◆ **Texte présenté**:
---*---
Science, philosophie ou ésotérisme ?
L’anthroposophie se définit comme une science de l’esprit. Certains critiquent cette définition, considérant qu’elle n’a rien à voir avec une démarche scientifique, mais qu’il s’agit d’un ésotérisme ou d’une religion.
Il est certain que l’anthroposophie s’inscrit d’abord dans le cadre de la philosophie, car elle se présente comme une réflexion. Elle n’impose aucune idéologie mais indique une expérience individuelle concernant la nature de la pensée : la pensée humaine est une expérience spirituelle. Cette expérience et la philosophie qui l’accompagne ont des racines historiques identifiables, comme celles de la Naturphilosophie allemande, qui remontent jusqu’à l’antiquité.
L’anthroposophie peut aussi être définie comme un ésotérisme, pour peu que le sens de ce mot soit défini correctement. L’ésotérisme qualifie ce qui est “à l’intérieur”. Les philosophes de l’antiquité prodiguaient un enseignement ésotérique ou acroamatique (destiné à l’oreille) réservé aux élèves proches. En Occident, il a toujours existé une tradition ésotérique, cultivée dans des cercles plus ou moins secrets et qui concernait la vie intérieure sous une forme ou sous une autre. On trouve réunies sous ce terme toutes sortes d’idées et de pratiques plus ou moins extravagantes et plus ou moins saines. L’anthroposophie ne s’identifie pas avec la majorité de ces pratiques. Elle peut être qualifiée d’ésotérisme dans la mesure où elle se rattache à certaines traditions ésotériques, parce qu’elle travaille avec la dimension de l’expérience intérieure, mais en les élevant au niveau de la pensée claire.
---*---
◆ **Consigne**: Les affirmations suivantes concordent-elles avec le texte sur l’anthroposophie ? Répondez par oui ou non à chacune, en citant textuellement les mots du texte qui tranchent. 1. L’anthroposophie impose une idéologie. 2. L’enseignement acroamatique était destiné à l’oreille. 3. L’anthroposophie s’identifie avec la majorité des pratiques ésotériques. Répondez en vous fondant uniquement sur le texte.

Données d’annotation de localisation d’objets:
---*---
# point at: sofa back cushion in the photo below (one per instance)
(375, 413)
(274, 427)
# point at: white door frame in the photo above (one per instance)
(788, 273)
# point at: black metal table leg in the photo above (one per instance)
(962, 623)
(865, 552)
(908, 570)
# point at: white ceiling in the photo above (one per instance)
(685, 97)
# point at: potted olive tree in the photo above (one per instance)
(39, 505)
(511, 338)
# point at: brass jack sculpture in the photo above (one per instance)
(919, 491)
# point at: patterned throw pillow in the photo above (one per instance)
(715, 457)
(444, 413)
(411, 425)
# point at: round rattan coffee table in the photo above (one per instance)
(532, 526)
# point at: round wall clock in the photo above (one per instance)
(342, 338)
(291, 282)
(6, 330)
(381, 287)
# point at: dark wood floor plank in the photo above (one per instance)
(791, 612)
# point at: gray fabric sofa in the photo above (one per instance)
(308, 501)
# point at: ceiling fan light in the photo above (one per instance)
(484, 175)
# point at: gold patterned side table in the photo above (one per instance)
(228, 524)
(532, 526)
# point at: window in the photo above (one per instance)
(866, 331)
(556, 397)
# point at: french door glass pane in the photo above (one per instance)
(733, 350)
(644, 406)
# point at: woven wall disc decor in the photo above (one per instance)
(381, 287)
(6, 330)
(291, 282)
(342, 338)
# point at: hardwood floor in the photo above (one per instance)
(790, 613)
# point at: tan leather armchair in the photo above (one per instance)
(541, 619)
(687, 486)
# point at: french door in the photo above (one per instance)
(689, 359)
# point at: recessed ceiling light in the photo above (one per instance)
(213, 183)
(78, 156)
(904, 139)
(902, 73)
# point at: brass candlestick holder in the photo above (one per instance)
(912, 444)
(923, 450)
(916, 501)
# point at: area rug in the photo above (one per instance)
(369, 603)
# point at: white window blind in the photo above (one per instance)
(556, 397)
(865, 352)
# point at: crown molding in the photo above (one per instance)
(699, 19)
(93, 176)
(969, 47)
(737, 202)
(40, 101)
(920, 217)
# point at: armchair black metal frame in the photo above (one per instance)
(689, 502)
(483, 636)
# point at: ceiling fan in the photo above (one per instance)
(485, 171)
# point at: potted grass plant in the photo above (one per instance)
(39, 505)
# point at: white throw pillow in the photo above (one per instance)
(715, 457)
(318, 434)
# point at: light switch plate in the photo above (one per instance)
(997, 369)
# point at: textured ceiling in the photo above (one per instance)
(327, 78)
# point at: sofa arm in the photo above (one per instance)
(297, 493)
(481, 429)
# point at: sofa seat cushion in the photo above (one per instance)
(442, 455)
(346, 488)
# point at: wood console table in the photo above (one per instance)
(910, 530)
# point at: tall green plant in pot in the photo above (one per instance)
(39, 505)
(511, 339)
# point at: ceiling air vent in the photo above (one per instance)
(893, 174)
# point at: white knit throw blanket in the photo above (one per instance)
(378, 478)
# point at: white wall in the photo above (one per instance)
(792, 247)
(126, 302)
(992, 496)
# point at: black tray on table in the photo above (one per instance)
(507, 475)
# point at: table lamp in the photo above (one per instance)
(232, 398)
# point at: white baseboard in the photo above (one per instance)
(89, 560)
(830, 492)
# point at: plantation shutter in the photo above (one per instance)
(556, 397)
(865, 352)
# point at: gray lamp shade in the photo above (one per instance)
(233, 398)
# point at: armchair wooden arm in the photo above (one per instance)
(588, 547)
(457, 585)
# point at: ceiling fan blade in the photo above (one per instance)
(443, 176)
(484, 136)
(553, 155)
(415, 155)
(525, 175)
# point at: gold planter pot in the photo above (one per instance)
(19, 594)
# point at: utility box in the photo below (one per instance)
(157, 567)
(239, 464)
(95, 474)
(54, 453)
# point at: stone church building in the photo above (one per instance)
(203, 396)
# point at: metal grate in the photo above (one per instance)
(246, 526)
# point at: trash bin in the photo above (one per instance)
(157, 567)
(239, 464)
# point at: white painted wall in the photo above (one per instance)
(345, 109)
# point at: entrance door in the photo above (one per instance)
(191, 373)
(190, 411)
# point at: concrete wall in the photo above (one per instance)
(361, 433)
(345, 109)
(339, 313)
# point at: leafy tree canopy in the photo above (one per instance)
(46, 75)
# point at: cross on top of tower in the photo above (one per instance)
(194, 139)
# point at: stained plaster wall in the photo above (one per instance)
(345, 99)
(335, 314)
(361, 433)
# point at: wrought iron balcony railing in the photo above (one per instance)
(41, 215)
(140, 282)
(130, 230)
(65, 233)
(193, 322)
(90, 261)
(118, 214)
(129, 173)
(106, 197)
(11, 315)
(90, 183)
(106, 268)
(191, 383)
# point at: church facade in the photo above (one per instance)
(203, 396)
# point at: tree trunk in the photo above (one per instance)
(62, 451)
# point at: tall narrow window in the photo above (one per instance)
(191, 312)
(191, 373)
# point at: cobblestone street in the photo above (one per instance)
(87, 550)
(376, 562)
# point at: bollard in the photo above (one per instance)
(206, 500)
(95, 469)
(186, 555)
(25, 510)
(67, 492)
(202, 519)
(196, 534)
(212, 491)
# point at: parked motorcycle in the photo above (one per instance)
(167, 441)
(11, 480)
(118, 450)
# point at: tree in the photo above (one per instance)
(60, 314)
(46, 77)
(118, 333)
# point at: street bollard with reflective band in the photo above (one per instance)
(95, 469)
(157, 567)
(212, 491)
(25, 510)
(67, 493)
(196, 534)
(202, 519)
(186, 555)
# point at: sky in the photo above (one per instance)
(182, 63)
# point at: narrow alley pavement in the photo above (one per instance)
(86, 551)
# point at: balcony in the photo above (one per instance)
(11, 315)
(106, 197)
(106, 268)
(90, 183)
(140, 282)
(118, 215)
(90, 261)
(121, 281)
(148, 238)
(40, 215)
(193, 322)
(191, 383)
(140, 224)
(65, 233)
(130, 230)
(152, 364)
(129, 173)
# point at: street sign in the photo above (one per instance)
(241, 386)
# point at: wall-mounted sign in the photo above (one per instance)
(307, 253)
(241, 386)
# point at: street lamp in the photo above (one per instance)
---*---
◆ **Corrigé**:
1. Non : « Elle n’impose aucune idéologie »
2. Oui : « ésotérique ou acroamatique (destiné à l’oreille) »
3. Non : « L’anthroposophie ne s’identifie pas avec la majorité de ces pratiques. »